REQUIREMENT » Revise the material below by replacing "black" with "dark blue" and leaving everything else unchanged. Omit the pictures from your answer.

(Source data)

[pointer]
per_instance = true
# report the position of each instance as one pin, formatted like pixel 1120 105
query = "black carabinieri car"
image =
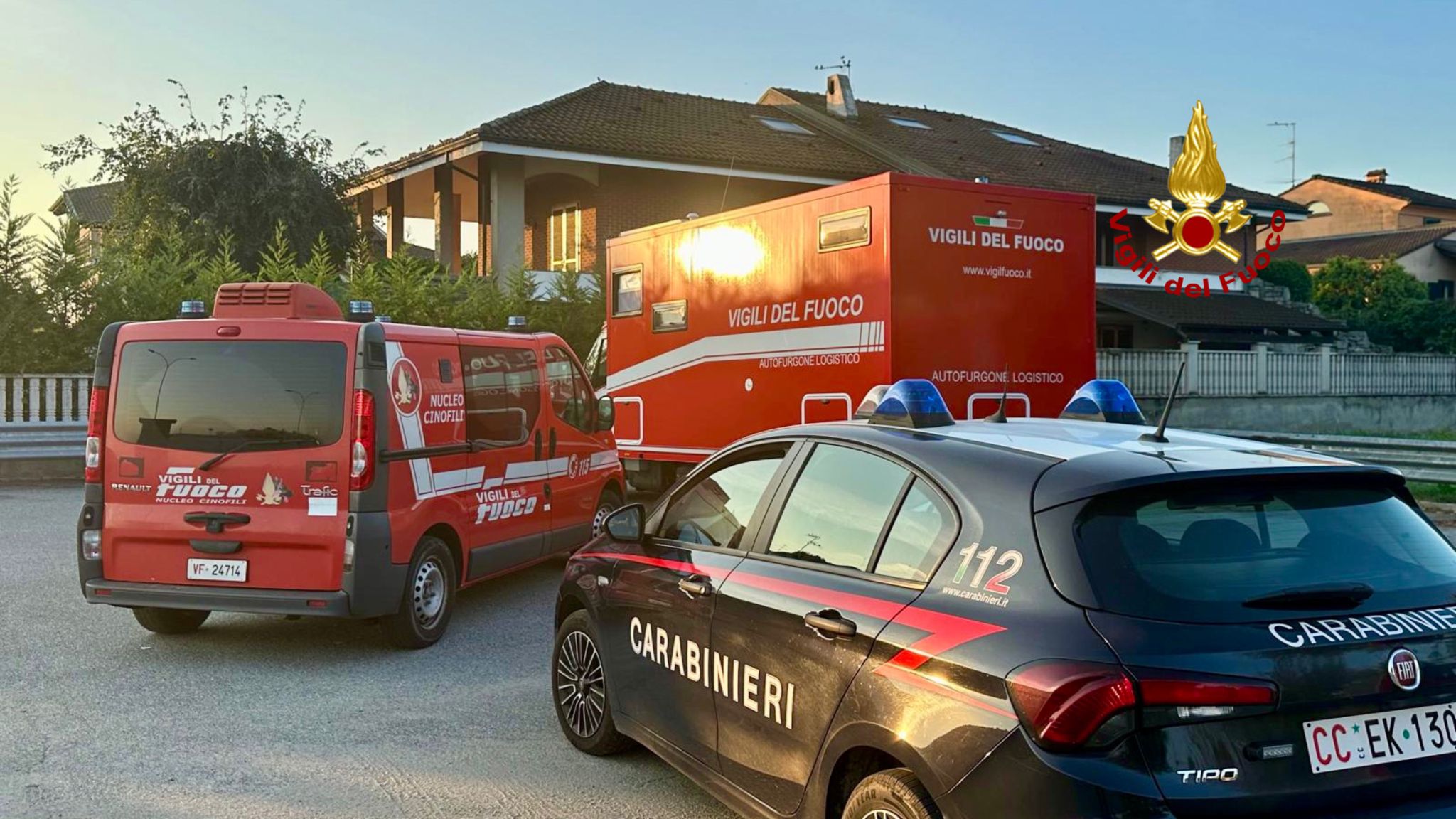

EXERCISE OUTPUT »
[pointer]
per_instance = true
# report the position of each instance as one pin, formatted like pixel 1120 105
query = "dark blue carabinieri car"
image =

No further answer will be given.